(Dataset excerpts on object pointing)

/---

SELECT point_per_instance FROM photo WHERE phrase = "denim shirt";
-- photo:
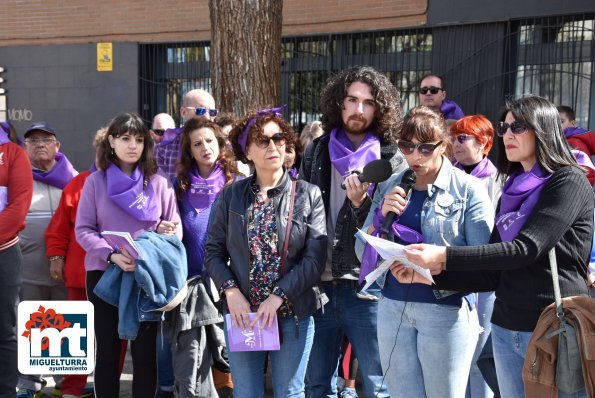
(457, 212)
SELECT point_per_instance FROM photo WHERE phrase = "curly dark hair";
(132, 124)
(389, 115)
(255, 129)
(187, 162)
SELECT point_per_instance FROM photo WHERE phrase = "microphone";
(406, 183)
(376, 171)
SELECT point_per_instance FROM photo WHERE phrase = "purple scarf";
(484, 169)
(403, 232)
(204, 191)
(128, 193)
(59, 175)
(572, 131)
(170, 135)
(4, 133)
(450, 110)
(519, 196)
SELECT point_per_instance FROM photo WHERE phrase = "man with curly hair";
(361, 117)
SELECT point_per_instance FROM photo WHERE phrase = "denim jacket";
(457, 212)
(157, 284)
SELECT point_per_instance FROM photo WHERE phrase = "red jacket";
(59, 236)
(586, 143)
(16, 177)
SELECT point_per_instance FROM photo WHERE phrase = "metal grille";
(482, 65)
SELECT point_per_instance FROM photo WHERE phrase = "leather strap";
(287, 229)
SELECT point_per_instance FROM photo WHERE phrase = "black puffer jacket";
(227, 252)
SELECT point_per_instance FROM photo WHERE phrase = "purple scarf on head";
(403, 232)
(519, 196)
(484, 169)
(203, 191)
(170, 135)
(572, 131)
(450, 110)
(4, 133)
(128, 193)
(59, 175)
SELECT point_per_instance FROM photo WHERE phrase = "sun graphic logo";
(56, 337)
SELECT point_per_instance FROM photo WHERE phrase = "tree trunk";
(246, 53)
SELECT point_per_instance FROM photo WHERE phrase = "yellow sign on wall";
(104, 57)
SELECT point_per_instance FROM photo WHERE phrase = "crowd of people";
(253, 225)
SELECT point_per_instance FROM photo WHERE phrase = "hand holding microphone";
(394, 202)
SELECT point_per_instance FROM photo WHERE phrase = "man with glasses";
(197, 103)
(42, 276)
(361, 116)
(161, 123)
(432, 93)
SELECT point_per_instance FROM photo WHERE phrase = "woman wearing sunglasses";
(426, 337)
(547, 202)
(262, 266)
(471, 139)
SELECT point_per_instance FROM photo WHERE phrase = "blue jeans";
(288, 365)
(345, 314)
(165, 370)
(426, 349)
(10, 268)
(509, 353)
(477, 387)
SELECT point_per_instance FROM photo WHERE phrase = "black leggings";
(143, 349)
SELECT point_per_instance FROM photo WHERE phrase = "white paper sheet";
(390, 252)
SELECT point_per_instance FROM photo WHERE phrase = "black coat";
(227, 252)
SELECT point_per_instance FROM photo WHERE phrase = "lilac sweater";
(97, 212)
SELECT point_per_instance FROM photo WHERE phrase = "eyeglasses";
(201, 110)
(425, 149)
(44, 141)
(431, 89)
(515, 127)
(461, 138)
(263, 141)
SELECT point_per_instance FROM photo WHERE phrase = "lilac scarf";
(4, 133)
(204, 191)
(59, 175)
(128, 193)
(519, 196)
(450, 110)
(403, 232)
(484, 169)
(572, 131)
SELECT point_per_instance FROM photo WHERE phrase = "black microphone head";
(376, 171)
(408, 180)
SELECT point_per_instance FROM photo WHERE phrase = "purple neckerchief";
(403, 232)
(450, 110)
(484, 169)
(59, 175)
(293, 173)
(128, 193)
(203, 191)
(4, 133)
(170, 135)
(243, 139)
(519, 196)
(572, 131)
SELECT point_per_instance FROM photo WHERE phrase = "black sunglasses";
(431, 89)
(263, 141)
(516, 127)
(425, 149)
(201, 110)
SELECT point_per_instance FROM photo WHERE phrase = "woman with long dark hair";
(547, 202)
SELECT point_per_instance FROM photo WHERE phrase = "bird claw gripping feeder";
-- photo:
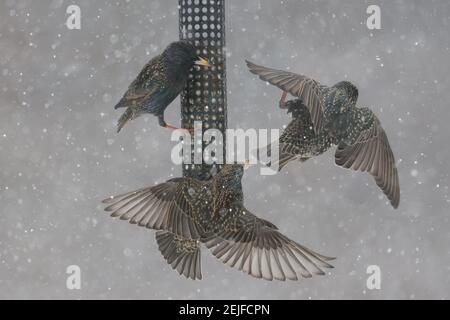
(204, 97)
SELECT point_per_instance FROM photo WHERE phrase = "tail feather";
(126, 116)
(183, 255)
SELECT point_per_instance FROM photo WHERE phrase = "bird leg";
(163, 124)
(282, 102)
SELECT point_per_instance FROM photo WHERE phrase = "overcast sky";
(60, 154)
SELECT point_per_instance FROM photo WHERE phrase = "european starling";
(325, 116)
(159, 83)
(189, 212)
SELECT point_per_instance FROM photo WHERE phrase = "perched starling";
(159, 83)
(188, 212)
(325, 116)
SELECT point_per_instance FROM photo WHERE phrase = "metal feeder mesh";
(204, 97)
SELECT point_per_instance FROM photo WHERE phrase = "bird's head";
(350, 90)
(183, 54)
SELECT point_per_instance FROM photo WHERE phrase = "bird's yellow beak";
(202, 62)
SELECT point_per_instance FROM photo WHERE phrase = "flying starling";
(325, 116)
(188, 213)
(159, 83)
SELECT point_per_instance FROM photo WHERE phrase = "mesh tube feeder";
(204, 96)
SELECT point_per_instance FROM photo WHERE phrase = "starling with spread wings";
(159, 83)
(189, 213)
(325, 116)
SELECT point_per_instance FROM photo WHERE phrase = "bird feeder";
(204, 96)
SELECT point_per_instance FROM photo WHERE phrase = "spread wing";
(169, 206)
(307, 89)
(256, 247)
(372, 153)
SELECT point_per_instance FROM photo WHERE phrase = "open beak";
(202, 62)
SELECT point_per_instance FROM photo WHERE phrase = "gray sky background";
(60, 154)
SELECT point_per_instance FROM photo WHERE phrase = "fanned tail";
(182, 254)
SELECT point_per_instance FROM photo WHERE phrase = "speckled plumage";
(189, 212)
(158, 84)
(325, 116)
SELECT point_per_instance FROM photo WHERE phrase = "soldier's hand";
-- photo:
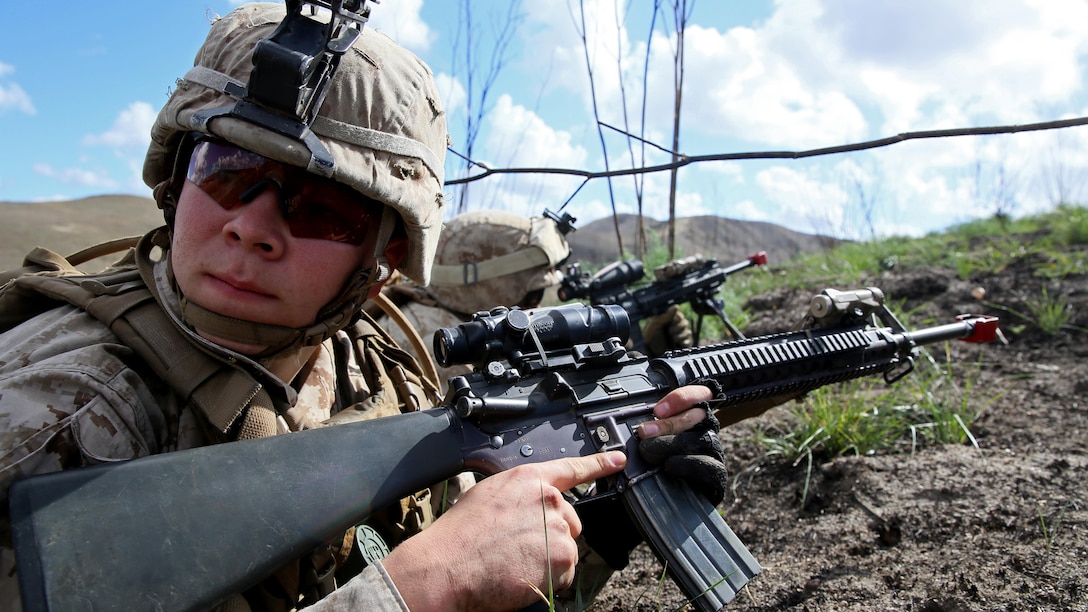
(684, 440)
(509, 533)
(667, 331)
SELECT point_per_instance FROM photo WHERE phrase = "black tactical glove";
(695, 455)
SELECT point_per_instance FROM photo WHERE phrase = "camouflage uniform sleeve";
(68, 399)
(372, 589)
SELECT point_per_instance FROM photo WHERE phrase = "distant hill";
(728, 240)
(68, 227)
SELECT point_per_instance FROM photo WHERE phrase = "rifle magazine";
(701, 553)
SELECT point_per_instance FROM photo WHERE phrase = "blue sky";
(79, 88)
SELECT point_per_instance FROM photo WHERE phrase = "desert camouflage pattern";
(71, 395)
(425, 317)
(481, 235)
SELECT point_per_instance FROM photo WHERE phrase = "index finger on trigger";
(681, 399)
(566, 474)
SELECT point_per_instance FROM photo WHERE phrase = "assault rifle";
(185, 529)
(693, 280)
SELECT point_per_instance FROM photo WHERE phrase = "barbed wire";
(684, 160)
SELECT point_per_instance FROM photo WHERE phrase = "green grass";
(940, 401)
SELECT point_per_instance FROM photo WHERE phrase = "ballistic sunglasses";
(312, 206)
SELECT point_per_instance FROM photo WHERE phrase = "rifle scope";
(616, 274)
(509, 333)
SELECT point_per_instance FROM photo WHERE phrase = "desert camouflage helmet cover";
(489, 258)
(381, 120)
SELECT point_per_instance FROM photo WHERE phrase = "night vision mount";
(293, 69)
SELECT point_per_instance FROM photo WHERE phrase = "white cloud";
(132, 129)
(400, 22)
(75, 176)
(12, 96)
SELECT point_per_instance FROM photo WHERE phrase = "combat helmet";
(490, 258)
(360, 110)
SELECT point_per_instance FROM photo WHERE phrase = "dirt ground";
(999, 527)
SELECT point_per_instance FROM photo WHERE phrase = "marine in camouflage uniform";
(73, 393)
(172, 349)
(485, 258)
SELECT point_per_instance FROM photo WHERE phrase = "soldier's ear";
(395, 253)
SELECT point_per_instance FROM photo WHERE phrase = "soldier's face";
(245, 262)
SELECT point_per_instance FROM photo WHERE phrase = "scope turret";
(505, 333)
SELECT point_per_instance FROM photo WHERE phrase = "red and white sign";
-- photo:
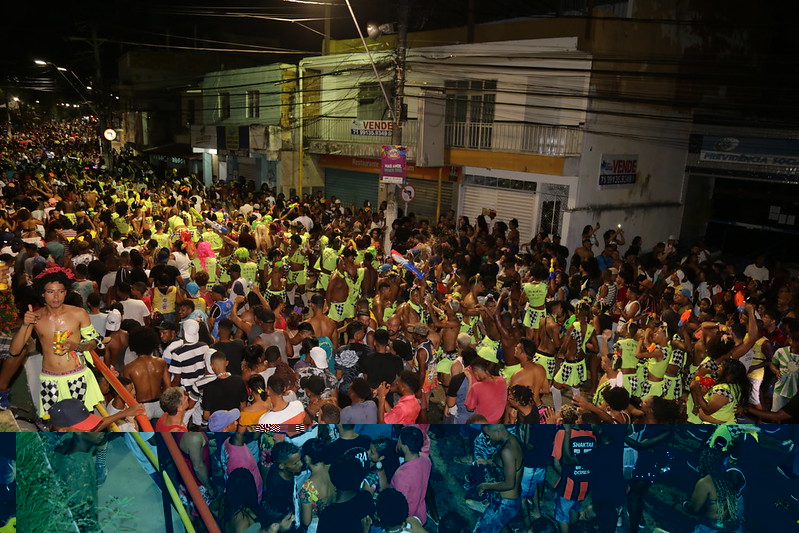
(408, 193)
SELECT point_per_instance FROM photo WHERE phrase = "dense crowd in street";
(240, 303)
(231, 309)
(386, 478)
(288, 311)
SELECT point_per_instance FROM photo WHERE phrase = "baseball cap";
(319, 357)
(113, 321)
(220, 289)
(419, 329)
(192, 289)
(219, 420)
(168, 325)
(73, 414)
(191, 331)
(488, 353)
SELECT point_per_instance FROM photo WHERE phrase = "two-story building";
(247, 131)
(513, 125)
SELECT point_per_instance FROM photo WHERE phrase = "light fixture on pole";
(375, 30)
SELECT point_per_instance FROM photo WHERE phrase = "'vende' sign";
(372, 128)
(618, 169)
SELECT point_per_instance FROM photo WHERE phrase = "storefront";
(533, 203)
(743, 194)
(355, 180)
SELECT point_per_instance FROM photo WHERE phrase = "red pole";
(191, 484)
(144, 422)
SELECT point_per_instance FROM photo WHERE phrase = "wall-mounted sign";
(780, 153)
(392, 164)
(408, 193)
(372, 128)
(618, 169)
(233, 140)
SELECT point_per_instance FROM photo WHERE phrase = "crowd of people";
(570, 478)
(240, 302)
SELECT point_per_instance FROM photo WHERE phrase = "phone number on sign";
(371, 133)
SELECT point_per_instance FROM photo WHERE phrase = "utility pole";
(8, 113)
(99, 94)
(397, 115)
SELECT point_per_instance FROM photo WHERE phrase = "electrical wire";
(372, 62)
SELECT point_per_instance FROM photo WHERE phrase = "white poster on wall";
(618, 170)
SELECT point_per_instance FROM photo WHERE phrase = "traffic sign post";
(408, 193)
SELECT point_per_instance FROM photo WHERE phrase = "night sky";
(46, 30)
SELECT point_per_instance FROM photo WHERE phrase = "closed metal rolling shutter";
(247, 169)
(509, 204)
(424, 205)
(352, 188)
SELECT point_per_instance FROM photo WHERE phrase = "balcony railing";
(339, 129)
(515, 137)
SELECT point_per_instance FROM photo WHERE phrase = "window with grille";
(372, 103)
(471, 105)
(224, 106)
(253, 104)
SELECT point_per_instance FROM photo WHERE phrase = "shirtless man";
(297, 277)
(449, 326)
(583, 253)
(369, 285)
(413, 311)
(534, 295)
(149, 374)
(509, 335)
(550, 338)
(274, 274)
(531, 375)
(338, 291)
(382, 306)
(470, 308)
(117, 339)
(326, 263)
(64, 371)
(324, 327)
(90, 197)
(509, 458)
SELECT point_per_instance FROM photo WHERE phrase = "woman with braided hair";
(66, 336)
(716, 496)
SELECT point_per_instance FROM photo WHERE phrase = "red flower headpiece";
(52, 268)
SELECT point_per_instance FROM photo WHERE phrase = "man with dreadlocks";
(716, 497)
(66, 335)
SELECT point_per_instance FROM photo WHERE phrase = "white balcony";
(514, 137)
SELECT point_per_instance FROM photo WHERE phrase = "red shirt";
(404, 412)
(161, 426)
(488, 398)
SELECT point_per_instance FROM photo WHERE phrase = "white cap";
(191, 331)
(113, 321)
(319, 357)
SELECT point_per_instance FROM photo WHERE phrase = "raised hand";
(31, 317)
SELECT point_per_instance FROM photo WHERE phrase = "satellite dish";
(375, 31)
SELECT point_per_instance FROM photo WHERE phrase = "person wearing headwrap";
(67, 336)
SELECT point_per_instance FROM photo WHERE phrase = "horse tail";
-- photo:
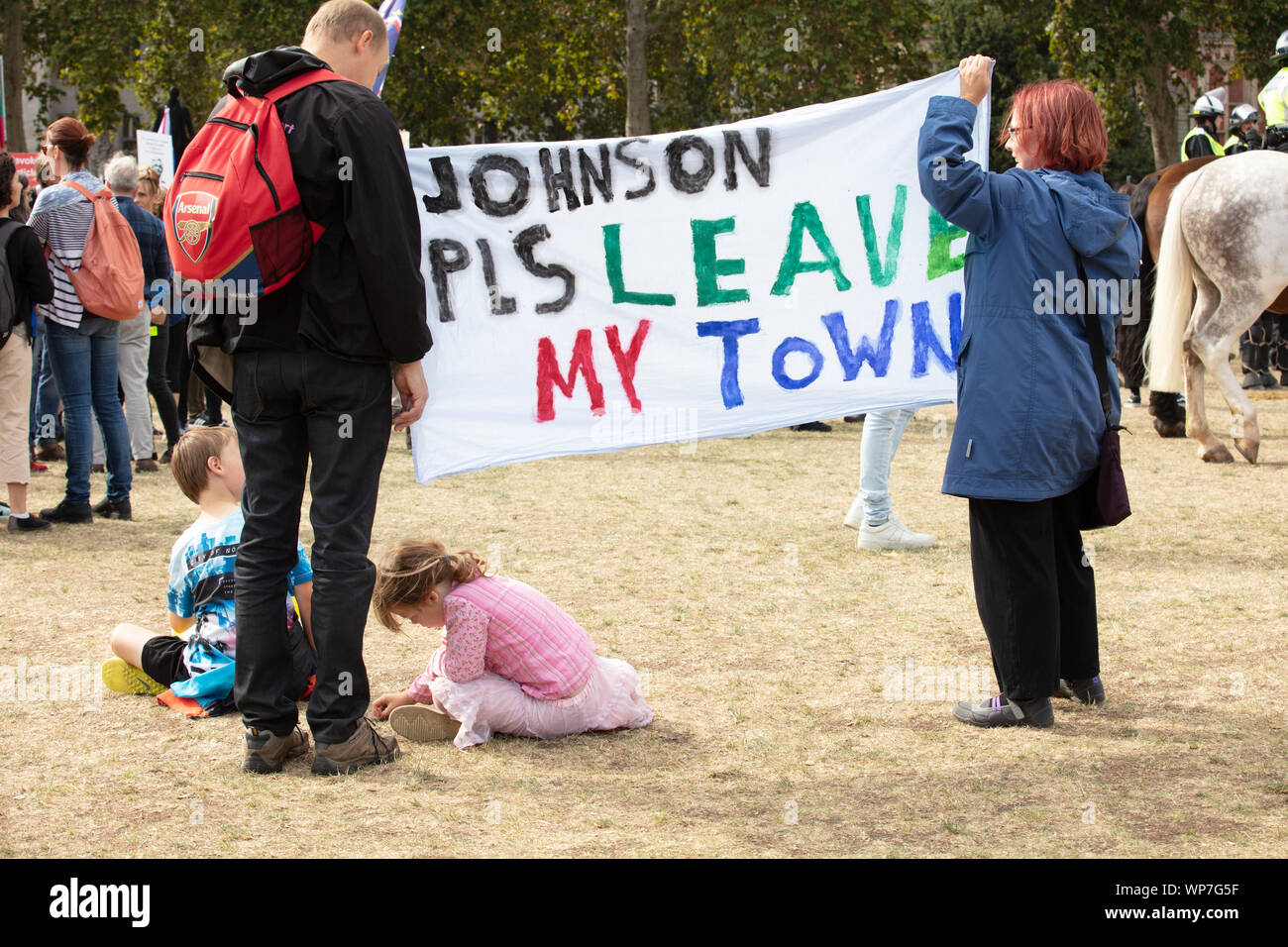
(1173, 299)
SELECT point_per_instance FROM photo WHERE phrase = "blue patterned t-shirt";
(201, 579)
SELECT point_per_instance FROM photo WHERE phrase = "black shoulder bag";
(1104, 496)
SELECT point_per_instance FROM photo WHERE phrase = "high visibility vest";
(1199, 131)
(1273, 99)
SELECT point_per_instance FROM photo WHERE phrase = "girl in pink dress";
(511, 661)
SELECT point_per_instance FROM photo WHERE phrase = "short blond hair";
(342, 21)
(191, 455)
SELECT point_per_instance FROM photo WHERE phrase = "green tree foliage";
(1014, 34)
(1131, 52)
(99, 48)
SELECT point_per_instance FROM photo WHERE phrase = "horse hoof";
(1248, 449)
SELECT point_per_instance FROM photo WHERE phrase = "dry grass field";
(774, 654)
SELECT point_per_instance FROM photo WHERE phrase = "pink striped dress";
(513, 661)
(507, 628)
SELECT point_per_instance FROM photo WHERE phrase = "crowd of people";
(88, 382)
(258, 626)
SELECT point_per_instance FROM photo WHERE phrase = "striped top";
(507, 628)
(60, 219)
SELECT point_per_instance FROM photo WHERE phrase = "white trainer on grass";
(893, 535)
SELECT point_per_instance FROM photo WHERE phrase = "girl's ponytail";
(411, 569)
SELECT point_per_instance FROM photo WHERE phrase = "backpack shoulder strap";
(301, 80)
(85, 191)
(1096, 339)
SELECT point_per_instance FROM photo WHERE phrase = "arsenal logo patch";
(192, 218)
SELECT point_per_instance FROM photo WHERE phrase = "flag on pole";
(391, 12)
(4, 112)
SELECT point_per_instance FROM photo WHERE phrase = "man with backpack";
(310, 359)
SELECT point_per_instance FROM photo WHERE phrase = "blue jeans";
(46, 425)
(84, 363)
(881, 434)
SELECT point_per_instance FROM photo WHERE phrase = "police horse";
(1223, 261)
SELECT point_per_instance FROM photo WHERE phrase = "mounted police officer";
(1274, 98)
(1265, 346)
(1202, 138)
(1243, 131)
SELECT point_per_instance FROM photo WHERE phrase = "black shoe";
(68, 513)
(1003, 711)
(27, 523)
(120, 509)
(1087, 690)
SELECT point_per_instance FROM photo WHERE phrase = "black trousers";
(1035, 592)
(291, 407)
(159, 388)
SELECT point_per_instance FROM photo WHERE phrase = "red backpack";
(233, 211)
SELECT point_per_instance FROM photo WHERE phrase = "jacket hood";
(1093, 215)
(262, 71)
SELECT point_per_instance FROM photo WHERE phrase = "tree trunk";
(13, 76)
(1160, 114)
(636, 69)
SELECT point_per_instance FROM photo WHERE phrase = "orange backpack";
(110, 281)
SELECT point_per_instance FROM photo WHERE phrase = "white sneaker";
(893, 535)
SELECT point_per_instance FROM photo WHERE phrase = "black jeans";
(290, 407)
(1035, 592)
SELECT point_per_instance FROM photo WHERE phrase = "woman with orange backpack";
(82, 346)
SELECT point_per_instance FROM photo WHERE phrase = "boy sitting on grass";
(196, 661)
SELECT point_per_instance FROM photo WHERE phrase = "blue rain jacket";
(1029, 418)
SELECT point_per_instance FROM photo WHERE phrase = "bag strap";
(85, 191)
(1096, 337)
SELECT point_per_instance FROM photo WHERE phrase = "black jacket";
(29, 272)
(361, 295)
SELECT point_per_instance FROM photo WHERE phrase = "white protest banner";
(588, 296)
(156, 150)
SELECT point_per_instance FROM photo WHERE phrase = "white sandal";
(423, 724)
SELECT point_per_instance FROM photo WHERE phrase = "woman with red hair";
(1029, 411)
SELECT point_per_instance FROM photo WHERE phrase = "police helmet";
(1207, 107)
(1243, 114)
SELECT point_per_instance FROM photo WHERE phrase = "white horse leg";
(1196, 415)
(1243, 414)
(1199, 352)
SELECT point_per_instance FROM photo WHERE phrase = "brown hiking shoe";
(51, 450)
(365, 748)
(267, 751)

\---

◆ Prompt:
Count the lines in the material above that contain the string "strap", and reply with the number alone.

◆ Answer for the task:
3